#### WRITTEN TASKS:
1) What college is listed as Booc's education in the Lady Gagita profile?
2) Which field labels appear in the summary list at the top of the Lady Gagita profile? Give all of them.
3) Write out the part of the Lady Gagita profile starting with "- Born: Vinzon" and going on through "Den (season 1)".

#### SOURCE PASSAGE:
════════════════════

- Born: Vinzon Leojay Rubia Booc 23 September 1993 (age 32) Davao City, Philippines
- Other names: Katy Perya;
- Education: Holy Cross of Davao College
- Occupation: Drag queen;
- Years active: 2010–present
- Television: Drag Den (season 1)

= Lady Gagita =

Filipino drag performer (born 1993)

Vinzon Leojay Rubia Booc (born 23 September 1993), better known as Lady Gagita, is a Filipino drag performer. She (Note: Booc's pronouns are he/him. However, when he performs as Lady Gagita, the pronouns are she/her. This article uses both sets of pronouns accordingly.) is best known for impersonating many American musical artists such as Lady Gaga and Katy Perry. She also competed in the first season of Drag Den.

== Early life ==
Vinzon Leojay Rubia Booc was born on 23 September 1993, in Davao City, Davao del Sur, to two Filipino parents.

════════════════════

#### PROVIDED MATERIAL:

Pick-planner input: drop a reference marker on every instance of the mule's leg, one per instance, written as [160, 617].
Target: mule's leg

════════════════════

#### RESPONSES FOR EACH TASK:
1) Holy Cross of Davao College

2) Born, Other names, Education, Occupation, Years active, Television

3)
- Born: Vinzon Leojay Rubia Booc 23 September 1993 (age 32) Davao City, Philippines
- Other names: Katy Perya;
- Education: Holy Cross of Davao College
- Occupation: Drag queen;
- Years active: 2010–present
- Television: Drag Den (season 1)